(TASK DESCRIPTION): Give only the number of lines in the listing that contain the string "rope", counting a match only when its case is identical.

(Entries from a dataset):
┏━━

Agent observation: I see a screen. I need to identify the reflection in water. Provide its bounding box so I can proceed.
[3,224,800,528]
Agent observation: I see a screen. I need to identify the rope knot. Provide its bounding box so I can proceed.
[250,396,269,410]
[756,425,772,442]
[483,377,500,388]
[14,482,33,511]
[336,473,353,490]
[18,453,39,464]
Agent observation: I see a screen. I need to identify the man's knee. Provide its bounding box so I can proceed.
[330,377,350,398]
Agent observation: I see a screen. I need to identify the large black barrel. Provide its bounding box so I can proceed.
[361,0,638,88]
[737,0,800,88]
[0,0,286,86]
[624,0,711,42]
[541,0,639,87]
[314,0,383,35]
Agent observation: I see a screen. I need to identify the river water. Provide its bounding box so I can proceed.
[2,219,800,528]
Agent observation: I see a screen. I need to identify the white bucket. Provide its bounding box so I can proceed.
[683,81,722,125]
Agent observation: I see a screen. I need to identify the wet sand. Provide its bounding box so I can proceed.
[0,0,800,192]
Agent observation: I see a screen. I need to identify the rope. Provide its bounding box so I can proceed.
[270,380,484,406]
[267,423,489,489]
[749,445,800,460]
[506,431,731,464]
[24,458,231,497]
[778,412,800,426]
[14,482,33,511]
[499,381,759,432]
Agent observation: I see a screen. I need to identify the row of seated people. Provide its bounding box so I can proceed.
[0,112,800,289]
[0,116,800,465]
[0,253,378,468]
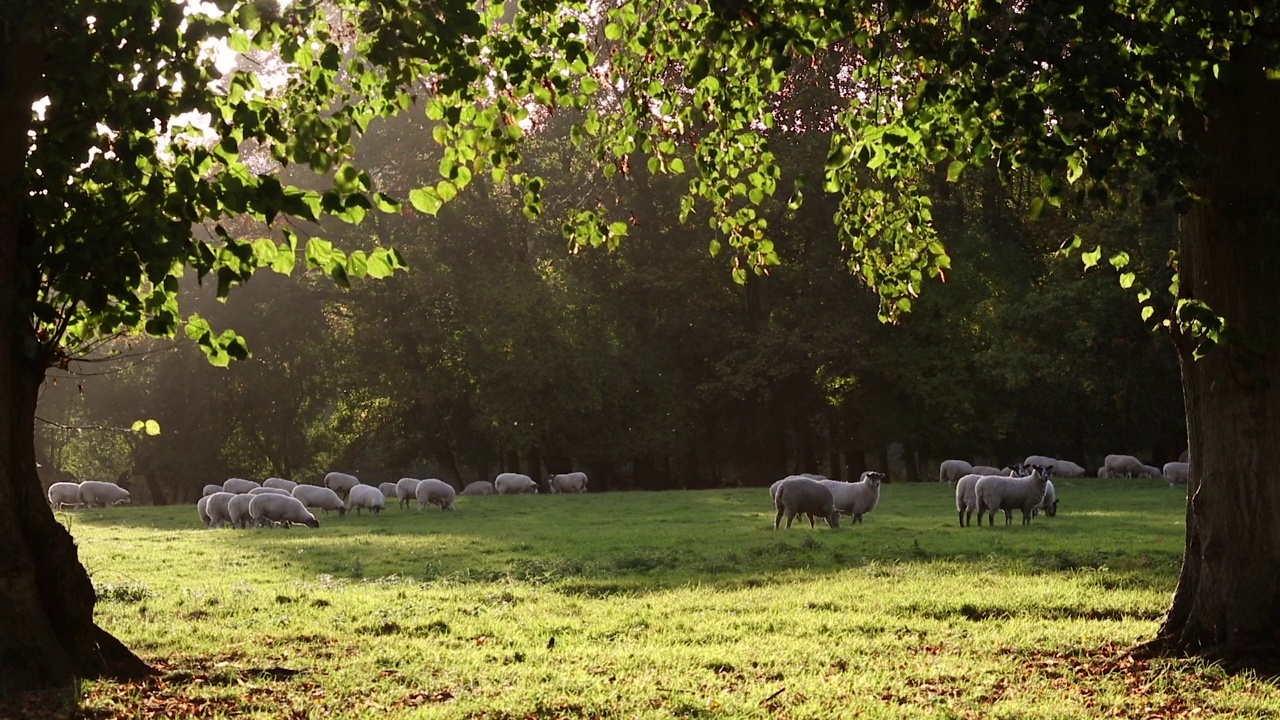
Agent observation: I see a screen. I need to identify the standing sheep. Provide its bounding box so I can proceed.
[248,488,320,528]
[493,473,538,495]
[415,478,458,512]
[547,473,586,493]
[974,465,1050,525]
[771,477,840,530]
[347,484,387,515]
[938,460,973,483]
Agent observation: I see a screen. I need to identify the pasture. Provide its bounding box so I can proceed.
[58,479,1280,720]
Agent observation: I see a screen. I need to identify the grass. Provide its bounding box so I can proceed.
[42,479,1280,720]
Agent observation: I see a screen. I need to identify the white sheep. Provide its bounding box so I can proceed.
[547,473,586,493]
[974,465,1050,525]
[324,473,360,497]
[248,486,320,528]
[818,470,884,523]
[462,480,494,496]
[415,478,458,512]
[396,478,422,509]
[347,484,387,515]
[205,492,236,528]
[49,483,79,510]
[78,480,133,507]
[938,460,973,483]
[223,478,262,495]
[1164,461,1192,487]
[292,484,347,515]
[769,475,840,530]
[262,478,298,493]
[493,473,538,495]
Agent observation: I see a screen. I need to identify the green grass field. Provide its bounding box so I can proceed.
[59,479,1280,720]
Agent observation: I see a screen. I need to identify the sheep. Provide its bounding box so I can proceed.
[262,478,298,493]
[769,475,840,530]
[205,492,236,528]
[227,488,256,529]
[248,488,320,528]
[415,478,458,512]
[396,478,422,509]
[49,483,79,510]
[818,471,884,523]
[248,486,293,496]
[324,473,360,498]
[938,460,973,483]
[292,484,347,515]
[347,484,387,515]
[974,465,1050,525]
[1164,461,1192,487]
[493,473,538,495]
[462,480,494,495]
[547,473,586,493]
[78,480,133,507]
[223,478,262,495]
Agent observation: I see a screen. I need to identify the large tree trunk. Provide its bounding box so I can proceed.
[1140,53,1280,670]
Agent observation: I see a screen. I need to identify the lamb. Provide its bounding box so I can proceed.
[974,465,1050,525]
[324,473,360,497]
[262,478,298,493]
[547,473,586,493]
[1162,462,1192,489]
[493,473,538,495]
[248,488,320,528]
[938,460,973,483]
[818,470,884,523]
[78,480,133,507]
[292,486,347,515]
[223,478,262,495]
[205,492,236,528]
[415,478,458,512]
[49,483,79,510]
[462,480,494,495]
[347,484,387,515]
[769,475,840,530]
[396,478,422,509]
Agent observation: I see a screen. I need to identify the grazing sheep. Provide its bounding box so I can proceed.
[242,486,293,496]
[78,480,133,507]
[547,473,586,493]
[974,465,1050,525]
[396,478,422,509]
[223,478,262,495]
[227,488,256,529]
[347,484,387,515]
[1164,461,1192,487]
[415,478,458,512]
[324,473,360,498]
[262,478,298,493]
[462,480,494,495]
[49,483,79,510]
[205,492,236,528]
[248,488,320,528]
[769,475,840,530]
[493,473,538,495]
[293,486,347,515]
[196,495,209,528]
[938,460,973,483]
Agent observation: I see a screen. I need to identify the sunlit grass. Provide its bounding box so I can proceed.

┗━━

(RESULT FOR THIS EXERCISE): 2